**RECORDS SUPPLIED:**
================

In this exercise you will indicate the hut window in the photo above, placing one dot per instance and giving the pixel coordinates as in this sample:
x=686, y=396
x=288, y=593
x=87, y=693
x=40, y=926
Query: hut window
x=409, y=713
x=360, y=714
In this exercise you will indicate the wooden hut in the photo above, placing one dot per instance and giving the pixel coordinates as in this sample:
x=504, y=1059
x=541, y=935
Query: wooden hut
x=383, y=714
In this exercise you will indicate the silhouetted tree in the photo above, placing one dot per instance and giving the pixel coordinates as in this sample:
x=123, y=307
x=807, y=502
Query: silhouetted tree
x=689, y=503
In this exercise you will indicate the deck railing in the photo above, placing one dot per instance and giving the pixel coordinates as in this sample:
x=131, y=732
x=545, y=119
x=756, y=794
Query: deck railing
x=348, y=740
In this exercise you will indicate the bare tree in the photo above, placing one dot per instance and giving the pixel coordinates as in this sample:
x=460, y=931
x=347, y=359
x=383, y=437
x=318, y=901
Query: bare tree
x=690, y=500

================

Print out the records exactly as they were entered.

In this exercise you will indicate the hut window in the photo above, placing one dot per instance and giving the pixel coordinates as in this sample:
x=686, y=396
x=288, y=593
x=87, y=693
x=40, y=926
Query: hut window
x=409, y=713
x=360, y=714
In this exercise you will indicate the wooden hut in the photo above, placing one dot per instance and giving the pixel coordinates as in this sample:
x=504, y=1059
x=541, y=935
Query: wooden hut
x=383, y=714
In this exercise you will indicate the silhouetted tree in the photo above, placing one dot per instance and giving the pixel coordinates as in this sample:
x=123, y=307
x=807, y=502
Query: silhouetted tree
x=689, y=503
In this exercise you will indicate the deck railing in the photo above, placing one dot per instance and giving the pixel coordinates as in this sample:
x=131, y=732
x=545, y=119
x=756, y=794
Query: deck railing
x=348, y=740
In this exercise you will indicate the bare tree in the photo above, placing one dot per instance and giving the pixel coordinates as in this sample:
x=460, y=931
x=347, y=359
x=383, y=437
x=318, y=901
Query: bare tree
x=690, y=500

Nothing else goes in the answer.